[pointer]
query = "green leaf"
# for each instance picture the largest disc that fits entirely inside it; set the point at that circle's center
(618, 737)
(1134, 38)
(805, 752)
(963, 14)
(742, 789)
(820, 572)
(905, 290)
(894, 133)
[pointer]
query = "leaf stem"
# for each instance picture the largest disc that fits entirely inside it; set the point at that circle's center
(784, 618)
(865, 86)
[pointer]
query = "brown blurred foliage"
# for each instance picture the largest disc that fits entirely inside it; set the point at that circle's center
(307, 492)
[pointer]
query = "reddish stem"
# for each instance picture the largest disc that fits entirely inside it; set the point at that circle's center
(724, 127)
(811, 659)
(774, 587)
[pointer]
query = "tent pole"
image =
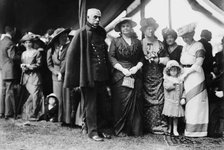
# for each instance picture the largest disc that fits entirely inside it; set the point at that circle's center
(142, 12)
(82, 13)
(169, 14)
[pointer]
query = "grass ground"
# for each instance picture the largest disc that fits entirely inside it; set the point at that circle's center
(51, 136)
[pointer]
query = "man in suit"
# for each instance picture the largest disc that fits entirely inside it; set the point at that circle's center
(87, 66)
(207, 66)
(7, 56)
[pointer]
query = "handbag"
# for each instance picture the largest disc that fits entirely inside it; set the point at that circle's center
(128, 82)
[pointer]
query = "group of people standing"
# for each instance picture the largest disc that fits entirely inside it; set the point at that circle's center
(137, 86)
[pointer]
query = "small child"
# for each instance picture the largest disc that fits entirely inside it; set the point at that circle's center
(173, 90)
(51, 109)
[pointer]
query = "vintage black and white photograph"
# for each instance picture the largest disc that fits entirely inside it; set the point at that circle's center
(111, 74)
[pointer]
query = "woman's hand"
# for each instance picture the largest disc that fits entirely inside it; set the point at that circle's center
(59, 76)
(126, 72)
(24, 67)
(133, 70)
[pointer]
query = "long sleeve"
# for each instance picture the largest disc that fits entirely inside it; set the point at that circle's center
(50, 62)
(112, 53)
(37, 63)
(11, 51)
(168, 85)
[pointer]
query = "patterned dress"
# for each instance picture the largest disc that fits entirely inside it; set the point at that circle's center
(153, 92)
(126, 102)
(196, 109)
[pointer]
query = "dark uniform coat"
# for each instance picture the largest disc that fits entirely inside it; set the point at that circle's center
(78, 64)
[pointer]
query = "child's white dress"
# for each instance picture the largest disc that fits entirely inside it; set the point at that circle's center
(173, 90)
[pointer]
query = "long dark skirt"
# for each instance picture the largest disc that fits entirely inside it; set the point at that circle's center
(127, 108)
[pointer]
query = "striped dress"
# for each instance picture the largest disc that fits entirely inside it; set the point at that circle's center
(196, 110)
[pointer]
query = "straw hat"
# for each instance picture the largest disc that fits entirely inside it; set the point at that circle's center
(28, 37)
(168, 31)
(170, 64)
(117, 27)
(186, 29)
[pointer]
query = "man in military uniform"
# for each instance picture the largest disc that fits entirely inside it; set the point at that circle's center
(7, 58)
(87, 66)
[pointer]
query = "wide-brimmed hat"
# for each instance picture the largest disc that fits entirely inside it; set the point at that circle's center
(186, 29)
(168, 31)
(170, 64)
(52, 95)
(117, 27)
(57, 33)
(148, 22)
(28, 37)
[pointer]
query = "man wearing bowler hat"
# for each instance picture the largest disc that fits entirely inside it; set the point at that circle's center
(87, 66)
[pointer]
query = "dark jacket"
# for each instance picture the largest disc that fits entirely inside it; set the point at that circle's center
(56, 62)
(208, 62)
(32, 75)
(7, 57)
(79, 70)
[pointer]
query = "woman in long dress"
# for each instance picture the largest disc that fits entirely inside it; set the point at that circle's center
(196, 109)
(174, 50)
(126, 57)
(153, 92)
(31, 62)
(56, 63)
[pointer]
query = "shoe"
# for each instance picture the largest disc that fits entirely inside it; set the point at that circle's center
(105, 135)
(1, 116)
(175, 133)
(6, 117)
(96, 138)
(122, 134)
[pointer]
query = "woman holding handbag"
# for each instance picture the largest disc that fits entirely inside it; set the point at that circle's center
(126, 57)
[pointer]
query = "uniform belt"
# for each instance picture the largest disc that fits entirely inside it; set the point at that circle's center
(186, 66)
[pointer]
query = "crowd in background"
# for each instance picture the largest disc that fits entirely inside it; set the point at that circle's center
(134, 87)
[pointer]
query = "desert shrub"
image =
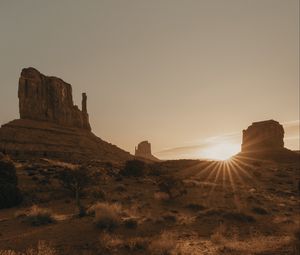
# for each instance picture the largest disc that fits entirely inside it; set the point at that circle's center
(75, 180)
(134, 168)
(97, 193)
(120, 188)
(38, 216)
(136, 244)
(164, 244)
(161, 196)
(107, 216)
(169, 218)
(110, 242)
(238, 216)
(42, 248)
(114, 243)
(172, 186)
(195, 207)
(10, 194)
(259, 210)
(130, 223)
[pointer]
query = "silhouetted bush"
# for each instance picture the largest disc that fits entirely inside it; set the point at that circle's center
(134, 168)
(172, 186)
(10, 195)
(75, 180)
(38, 216)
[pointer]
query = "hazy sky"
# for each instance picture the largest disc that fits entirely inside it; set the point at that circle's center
(180, 73)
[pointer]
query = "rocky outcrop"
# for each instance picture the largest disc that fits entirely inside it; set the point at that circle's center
(50, 99)
(143, 150)
(263, 135)
(51, 126)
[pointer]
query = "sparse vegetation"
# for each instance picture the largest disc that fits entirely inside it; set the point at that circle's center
(259, 210)
(134, 168)
(107, 216)
(163, 244)
(130, 223)
(37, 216)
(75, 179)
(43, 248)
(172, 186)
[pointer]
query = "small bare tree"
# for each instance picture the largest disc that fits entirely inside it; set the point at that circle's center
(75, 180)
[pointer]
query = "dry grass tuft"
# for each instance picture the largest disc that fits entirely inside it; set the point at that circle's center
(42, 248)
(107, 216)
(37, 216)
(161, 196)
(164, 244)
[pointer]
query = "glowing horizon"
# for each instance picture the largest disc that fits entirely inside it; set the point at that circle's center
(175, 73)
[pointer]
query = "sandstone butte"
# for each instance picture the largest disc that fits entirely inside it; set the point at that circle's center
(143, 150)
(51, 126)
(264, 140)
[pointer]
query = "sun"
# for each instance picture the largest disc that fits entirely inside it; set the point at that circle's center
(220, 151)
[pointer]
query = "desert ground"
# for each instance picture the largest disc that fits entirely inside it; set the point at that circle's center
(236, 206)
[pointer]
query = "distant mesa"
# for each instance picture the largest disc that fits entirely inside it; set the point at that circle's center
(263, 135)
(50, 125)
(264, 139)
(143, 150)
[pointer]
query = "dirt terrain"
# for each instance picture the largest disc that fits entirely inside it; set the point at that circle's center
(171, 207)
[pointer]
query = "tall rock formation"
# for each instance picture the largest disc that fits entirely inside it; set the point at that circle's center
(50, 99)
(263, 135)
(51, 126)
(264, 140)
(143, 150)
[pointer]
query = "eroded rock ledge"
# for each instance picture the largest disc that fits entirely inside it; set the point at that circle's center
(50, 99)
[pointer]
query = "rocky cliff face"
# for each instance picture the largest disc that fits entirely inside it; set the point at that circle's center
(143, 150)
(264, 140)
(51, 126)
(50, 99)
(263, 135)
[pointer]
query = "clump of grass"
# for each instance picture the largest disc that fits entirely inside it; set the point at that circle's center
(136, 244)
(161, 196)
(107, 216)
(130, 223)
(218, 236)
(37, 216)
(110, 242)
(42, 248)
(195, 207)
(115, 243)
(164, 244)
(259, 210)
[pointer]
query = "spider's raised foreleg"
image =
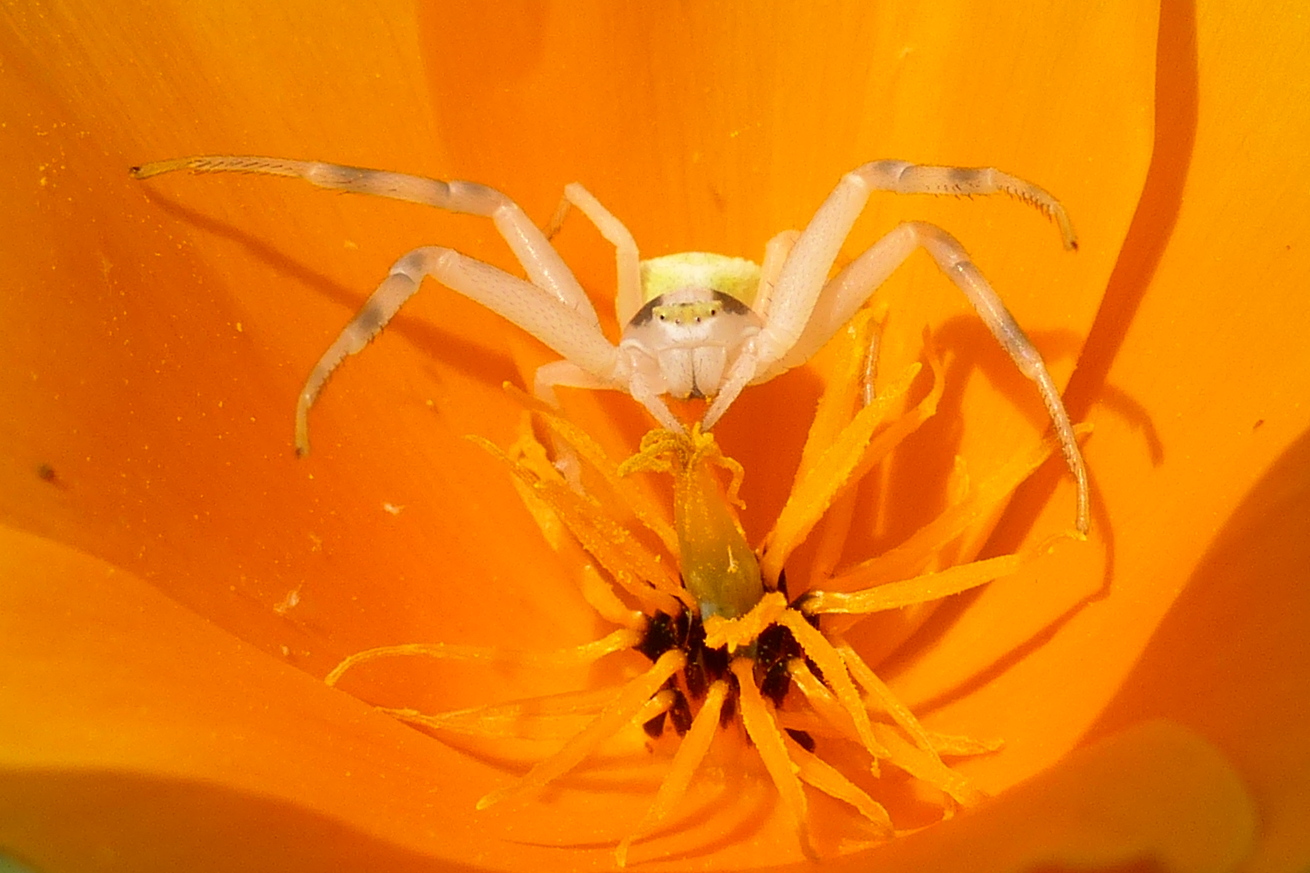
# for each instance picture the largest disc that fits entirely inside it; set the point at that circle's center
(806, 271)
(852, 287)
(628, 296)
(529, 245)
(539, 312)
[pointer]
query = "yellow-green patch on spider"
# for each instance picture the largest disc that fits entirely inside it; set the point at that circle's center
(732, 657)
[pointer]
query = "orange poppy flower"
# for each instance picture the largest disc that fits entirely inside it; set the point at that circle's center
(176, 583)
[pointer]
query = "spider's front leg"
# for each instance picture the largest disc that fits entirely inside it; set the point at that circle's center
(806, 310)
(552, 307)
(539, 312)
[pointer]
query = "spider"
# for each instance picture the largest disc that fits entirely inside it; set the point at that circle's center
(688, 330)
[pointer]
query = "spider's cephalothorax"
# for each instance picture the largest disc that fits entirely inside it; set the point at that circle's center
(696, 325)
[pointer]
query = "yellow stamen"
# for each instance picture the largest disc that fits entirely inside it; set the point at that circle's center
(621, 709)
(764, 732)
(829, 780)
(688, 758)
(736, 633)
(853, 454)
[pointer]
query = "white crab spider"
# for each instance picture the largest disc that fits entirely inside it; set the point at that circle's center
(687, 330)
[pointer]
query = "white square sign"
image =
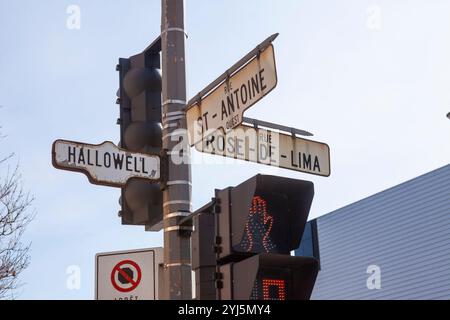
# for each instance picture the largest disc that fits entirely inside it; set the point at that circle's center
(128, 275)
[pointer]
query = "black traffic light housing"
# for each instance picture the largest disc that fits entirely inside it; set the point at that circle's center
(265, 214)
(139, 97)
(269, 277)
(243, 238)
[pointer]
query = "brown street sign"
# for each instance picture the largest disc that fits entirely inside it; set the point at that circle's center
(223, 107)
(105, 163)
(271, 148)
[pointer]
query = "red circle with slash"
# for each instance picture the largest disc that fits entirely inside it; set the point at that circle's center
(133, 281)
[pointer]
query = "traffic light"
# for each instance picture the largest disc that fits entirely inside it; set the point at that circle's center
(269, 277)
(265, 214)
(243, 238)
(139, 97)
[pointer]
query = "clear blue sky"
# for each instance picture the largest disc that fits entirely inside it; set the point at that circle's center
(370, 78)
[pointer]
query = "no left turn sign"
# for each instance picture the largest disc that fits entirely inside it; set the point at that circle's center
(126, 276)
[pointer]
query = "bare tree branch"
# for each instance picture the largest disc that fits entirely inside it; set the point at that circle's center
(15, 215)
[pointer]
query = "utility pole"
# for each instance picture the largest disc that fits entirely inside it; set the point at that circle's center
(177, 192)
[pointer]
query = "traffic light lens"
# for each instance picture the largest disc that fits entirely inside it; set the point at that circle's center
(274, 289)
(265, 229)
(271, 284)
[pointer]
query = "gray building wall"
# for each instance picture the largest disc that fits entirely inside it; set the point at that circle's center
(404, 230)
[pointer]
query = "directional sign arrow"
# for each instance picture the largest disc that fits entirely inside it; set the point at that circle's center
(105, 164)
(222, 104)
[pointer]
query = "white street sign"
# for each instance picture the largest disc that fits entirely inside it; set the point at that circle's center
(128, 275)
(105, 164)
(223, 108)
(270, 148)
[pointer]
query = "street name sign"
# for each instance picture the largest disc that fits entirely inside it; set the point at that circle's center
(269, 147)
(224, 106)
(105, 163)
(128, 275)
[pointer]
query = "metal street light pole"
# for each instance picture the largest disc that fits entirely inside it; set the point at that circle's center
(177, 193)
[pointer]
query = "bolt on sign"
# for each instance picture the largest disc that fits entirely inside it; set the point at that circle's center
(128, 275)
(105, 164)
(270, 148)
(223, 108)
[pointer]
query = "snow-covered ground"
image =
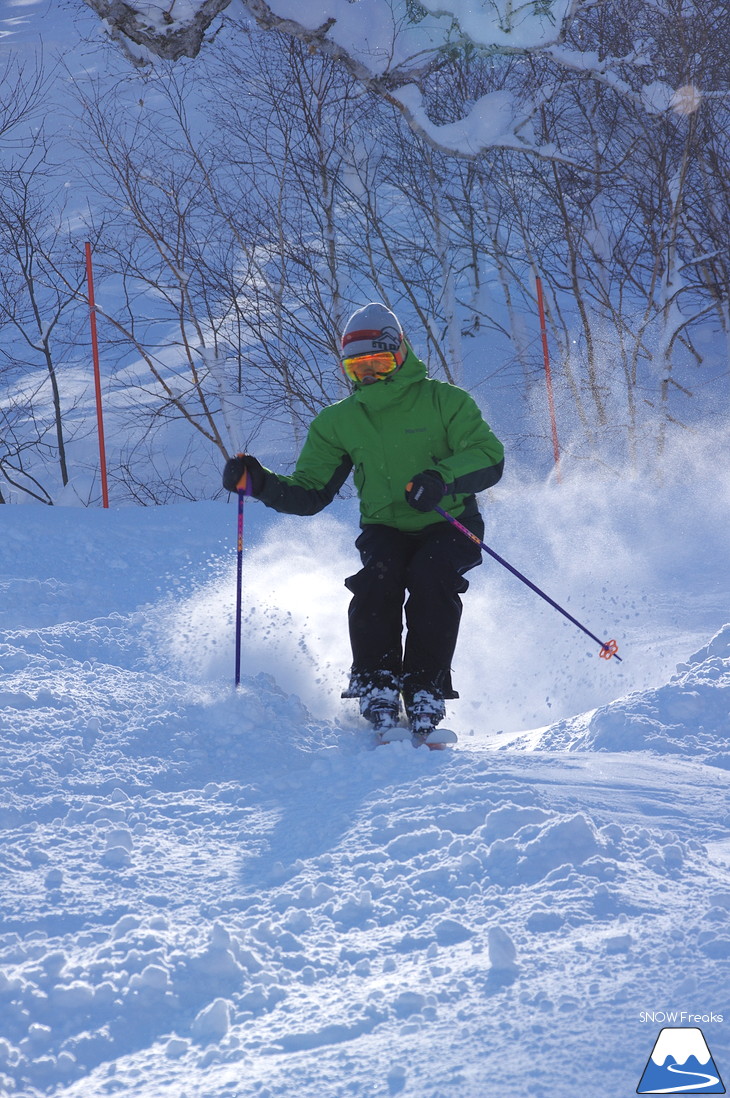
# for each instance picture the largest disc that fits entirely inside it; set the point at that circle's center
(210, 893)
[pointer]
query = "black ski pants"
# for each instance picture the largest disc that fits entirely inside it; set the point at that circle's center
(428, 568)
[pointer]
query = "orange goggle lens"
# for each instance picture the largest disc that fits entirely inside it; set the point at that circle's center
(369, 366)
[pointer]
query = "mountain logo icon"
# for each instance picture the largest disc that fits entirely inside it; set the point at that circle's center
(681, 1063)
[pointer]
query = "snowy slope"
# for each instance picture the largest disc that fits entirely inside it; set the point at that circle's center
(215, 894)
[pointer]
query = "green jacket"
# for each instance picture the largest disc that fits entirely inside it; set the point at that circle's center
(388, 433)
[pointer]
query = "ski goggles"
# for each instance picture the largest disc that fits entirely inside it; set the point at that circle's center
(367, 368)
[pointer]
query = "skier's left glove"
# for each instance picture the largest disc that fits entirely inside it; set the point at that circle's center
(235, 469)
(426, 491)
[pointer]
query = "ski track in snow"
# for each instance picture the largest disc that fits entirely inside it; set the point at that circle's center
(216, 894)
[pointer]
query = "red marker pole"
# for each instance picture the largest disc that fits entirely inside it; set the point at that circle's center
(97, 379)
(548, 376)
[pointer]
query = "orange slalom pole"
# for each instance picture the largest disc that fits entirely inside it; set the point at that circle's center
(548, 376)
(97, 379)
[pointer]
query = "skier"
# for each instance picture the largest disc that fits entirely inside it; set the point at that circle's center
(414, 444)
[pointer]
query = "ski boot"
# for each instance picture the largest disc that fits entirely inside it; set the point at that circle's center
(380, 705)
(425, 712)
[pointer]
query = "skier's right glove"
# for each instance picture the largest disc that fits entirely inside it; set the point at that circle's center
(235, 469)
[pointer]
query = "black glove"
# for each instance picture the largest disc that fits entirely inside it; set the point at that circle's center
(235, 469)
(426, 491)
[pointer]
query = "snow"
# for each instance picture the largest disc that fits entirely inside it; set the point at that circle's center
(208, 893)
(216, 893)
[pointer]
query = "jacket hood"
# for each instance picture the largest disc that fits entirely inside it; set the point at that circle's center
(389, 390)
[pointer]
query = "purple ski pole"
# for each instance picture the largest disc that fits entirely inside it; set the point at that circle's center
(608, 648)
(240, 488)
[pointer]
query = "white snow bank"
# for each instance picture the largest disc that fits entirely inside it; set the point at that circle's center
(688, 716)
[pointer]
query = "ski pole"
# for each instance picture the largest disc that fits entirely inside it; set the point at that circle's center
(240, 489)
(608, 648)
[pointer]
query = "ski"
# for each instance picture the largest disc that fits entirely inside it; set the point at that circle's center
(436, 739)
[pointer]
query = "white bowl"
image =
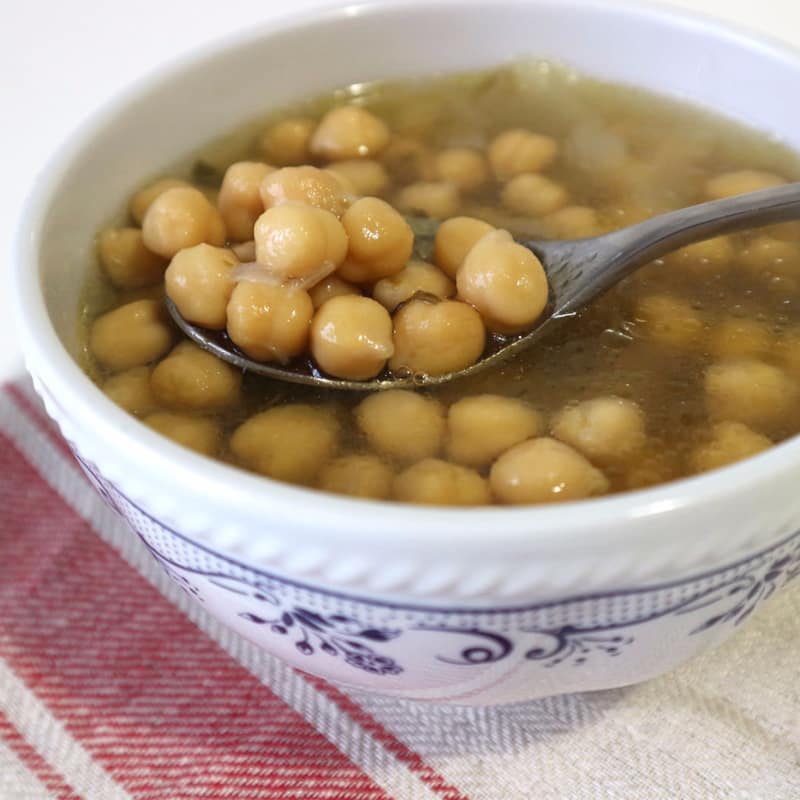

◆ ◆ ◆ ◆ ◆

What the task asks >> Pull out every line in the records that contains the string "dark", matching case exactly.

Answer for the task >>
query = "dark uniform coat"
query = "long dark skirt"
query = "dark jacket"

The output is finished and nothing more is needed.